Reescriba el pasaje del fragmento sobre la narrativa de Restrepo que comienza en "Por eso el kitsch" y termina tras "un tiempo mejor.", cambiando "refugio" por "amparo".

## Fragmento citado
:::

Al desplazar la acción hacia la orilla geográfica, la autora se hace consistente con la finalidad última de su obra, es decir, el privilegiar las voces de los grupos que se resisten a incorporarse a un status quo con el cual no encuentran empatía alguna, al negarles un espacio donde poder reconocerse; solo el borde, entre el desaliento y el ostracismo, en el que postergarse. Destituidas en la periferia del sistema, las “novias oscuras” van entonces de la desilusión al encono, ambicionando encontrar a ese cliente que las libere del infortunio, mientras se abandonan al despecho del bolero y el tango. Iconografía del arrebato esta, donde el arrastre alegórico por el lodo provendrá de un exceso del artificio, que ellas cargan como una segunda piel, creando un panorama ilusorio donde se condensa la desmesura de todas sus quimeras.

Por eso el kitsch guarda la propiedad de arelarlas para impedir abandonarse a la desesperación o volcarse al gesto último de borrarse del mundo que, en el caso de Sayonara, es la memoria del amado, en el recuerdo de cuyo pecho “protector como el costado de Dios” encuentra refugio. Sincretizar así lo humano y lo divino, es otra maniobra lingüística característica de esta narrativa, buscando construir un sistema cerrado de eventos, cuya efectividad vendrá dada por la capacidad del lenguaje para suturar las heridas de los personajes y expresar el asombro ante las vicisitudes de quienes aguardan por un tiempo mejor.

Los intertextos extraídos del cine, cual es la película Roma (1972) de Federico Fellini, transcriben una realidad tan caótica como la de La Catunga, con sus desfiles de prostitutas, clientes, librepensadores, actores y potentados que desafían toda proporción de las formas e instalan un desorden de las apariencias, semejante al caos continental. Mediante esta operación, Restrepo siembra el desconcierto entre quienes protagonizan retos a la autoridad, como la huelga del arroz, puesta a disolver el barrio tal cual había sido hasta ese momento, es decir, un “cándido puerto abierto sin sospechas a los soplos del loco amor”, en cuya superficie el discurrir de la gente podía mostrarse como retrato de las experiencias más apasionadas.

Trastocar el catálogo sentimental de sus protagonistas, llevando hasta el límite la exaltación romántica en medio de la ilegalidad que corrompe y enriquece, es también el asunto de El leopardo al sol (1996), contada desde la rivalidad entre la familia Barragán y los Monsalve, cual exponentes de los grupos de poder colombianos. En la historia de Nando Barragán y Adriano Monsalve anida el germen que corroe al país, y se enlaza a los caudillismos provenientes de la formación de las naciones hispanoamericanas durante el siglo XIX, que periódicamente irrumpen en el panorama continental, desestabilizando naciones y arrasando con los frágiles trazos de libertad trabajosamente dibujados durante las épocas de paz.

La “red de obligaciones interpersonales recíprocas” propia del caudillismo, es desentrañada por la autora, contando con la complicidad de las mujeres, en control para movilizar sus vidas. Madres, hermanas, esposas, amantes y videntes, revisten el vacío, que la falta de un lugar sólido donde asentarse ha abierto en existencias trashumantes. Unas existencias, amparadas por “la cruz de Caravaca” o las lecturas de Mamá Roberta leyéndole a Nando la suerte en una taza de cacao, mientras le pide que le haga un regalito a fray Martín de Porres.

:::

## Datos mostrados
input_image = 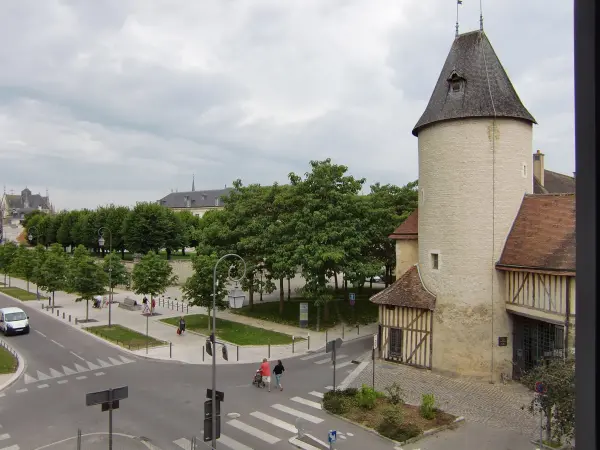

:::

## Respuesta completa
Por eso el kitsch guarda la propiedad de arelarlas para impedir abandonarse a la desesperación o volcarse al gesto último de borrarse del mundo que, en el caso de Sayonara, es la memoria del amado, en el recuerdo de cuyo pecho “protector como el costado de Dios” encuentra amparo. Sincretizar así lo humano y lo divino, es otra maniobra lingüística característica de esta narrativa, buscando construir un sistema cerrado de eventos, cuya efectividad vendrá dada por la capacidad del lenguaje para suturar las heridas de los personajes y expresar el asombro ante las vicisitudes de quienes aguardan por un tiempo mejor.